> [Reading passage]
= Beginning of Section =

It’s official: Dumpyard fires made air toxic
Chembur, Ghatkopar and Mankhurd residents breathe the city’s worst air, with frequent fires at the Deonar and Mulund dumping grounds pushing air pollution to dangerously high levels.
Data on air quality compiled by the Brihanmumbai Municipal Corporation (BMC) in its environment status report (ESR) shows the high presence of suspended particulate matter — considered the most dangerous form of pollution — in Chembur, Ghatkopar and Mankhurd. Such matter, mainly dust, sulfate and black carbon, lodges itself deep inside the lungs and can cause cardiovascular and respiratory diseases, and even lung cancer.
The BMC’s data only reinforces what citizens and activists have been pointing out for months. Residents have been complaining about the quality of air after repeated fires between December 2015 and March 2016 at Deonar, the city’s largest dumpyard. Air quality has been ‘very poor’, affecting visibility and causing breathing problems and asthma attacks among the locals.
Month-wise data from April 2015 to March 2016 showed SPM level in Chembur was 700 microgram per cubic meter (mgcm) – the ideal limit being 200 – between December and March.
At Bhandup, SPM levels touched 1,000 mgcm in December last year.
Experts said industrial units in Chembur and Bhandup, and a rise in vehicular traffic, intense construction activities and stone crushing could be causing poor air quality.

= End of Section =

> [Entries provided]
= Beginning of Section =

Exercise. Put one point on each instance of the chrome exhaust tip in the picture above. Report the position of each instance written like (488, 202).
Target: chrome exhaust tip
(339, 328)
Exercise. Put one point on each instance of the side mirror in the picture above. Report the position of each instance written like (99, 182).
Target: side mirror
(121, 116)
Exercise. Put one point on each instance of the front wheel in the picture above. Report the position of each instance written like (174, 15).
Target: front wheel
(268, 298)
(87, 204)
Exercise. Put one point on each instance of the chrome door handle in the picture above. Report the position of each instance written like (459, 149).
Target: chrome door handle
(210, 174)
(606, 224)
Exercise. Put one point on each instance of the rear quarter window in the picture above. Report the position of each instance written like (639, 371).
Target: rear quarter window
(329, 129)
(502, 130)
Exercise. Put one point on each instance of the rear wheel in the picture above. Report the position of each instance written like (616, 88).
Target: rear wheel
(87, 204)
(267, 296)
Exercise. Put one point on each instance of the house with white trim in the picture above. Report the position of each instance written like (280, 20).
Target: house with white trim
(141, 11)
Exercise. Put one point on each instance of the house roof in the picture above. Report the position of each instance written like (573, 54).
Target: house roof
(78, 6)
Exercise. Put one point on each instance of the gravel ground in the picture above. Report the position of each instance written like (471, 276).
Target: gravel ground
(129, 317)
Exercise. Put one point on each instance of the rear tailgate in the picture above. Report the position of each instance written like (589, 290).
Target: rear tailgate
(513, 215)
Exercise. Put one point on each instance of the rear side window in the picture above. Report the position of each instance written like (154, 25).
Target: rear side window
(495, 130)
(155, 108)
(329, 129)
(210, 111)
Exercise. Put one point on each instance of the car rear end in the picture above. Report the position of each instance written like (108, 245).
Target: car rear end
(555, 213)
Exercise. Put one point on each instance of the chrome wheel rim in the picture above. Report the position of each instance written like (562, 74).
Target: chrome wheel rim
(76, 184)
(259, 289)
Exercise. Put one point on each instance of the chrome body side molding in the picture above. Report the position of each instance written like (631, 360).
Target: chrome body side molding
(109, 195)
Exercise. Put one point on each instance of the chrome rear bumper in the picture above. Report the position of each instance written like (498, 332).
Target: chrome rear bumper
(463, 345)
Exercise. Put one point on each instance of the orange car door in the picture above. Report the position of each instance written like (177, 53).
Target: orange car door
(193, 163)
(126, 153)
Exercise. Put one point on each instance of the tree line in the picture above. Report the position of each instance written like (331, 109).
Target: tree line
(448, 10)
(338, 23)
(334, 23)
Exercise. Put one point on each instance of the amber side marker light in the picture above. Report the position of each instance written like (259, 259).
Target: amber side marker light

= End of Section =

> [Work instructions]
1. Reproduce the dumpyard-fire article starting at "It’s official: Dumpyard" and ending at "dangerously high levels.", renaming "Deonar" to "Kanjurmarg" throughout that span.
2. Carry on the article about dumpyard fires and air pollution in Mumbai from the point where it stops.
None of the records above is needed for this work.

> [Response list]
1.
It’s official: Dumpyard fires made air toxic
Chembur, Ghatkopar and Mankhurd residents breathe the city’s worst air, with frequent fires at the Kanjurmarg and Mulund dumping grounds pushing air pollution to dangerously high levels.

2.
“SPM is bound to be very high in Mumbai because of a combination of a number of particles strung together. The main source for the pollutant is dust from open landfills, open burning and several construction activities in the city,” said Gufran Beig, project director, System of Air Quality Weather Forecasting and Research (SAFAR). “Last year, the soil was also dry because of poor rainfall and sea breeze allowed dust to be suspended closer to the earth’s surface,” Beig said.
“Poor air quality and a rise in SPM levels is the root cause of ailments like bronchitis, chronic obstructive pulmonary deseas (COPD) and asthma,” said Dr Prashant Chajjad, Fellow of the American College of Chest Physicians and board member of the European Association for Bronchology and Interventional Pulmonology. “Spending time in such areas will not only escalate the condition of patients, but will also increase cost of medication and complexity of the ailment.”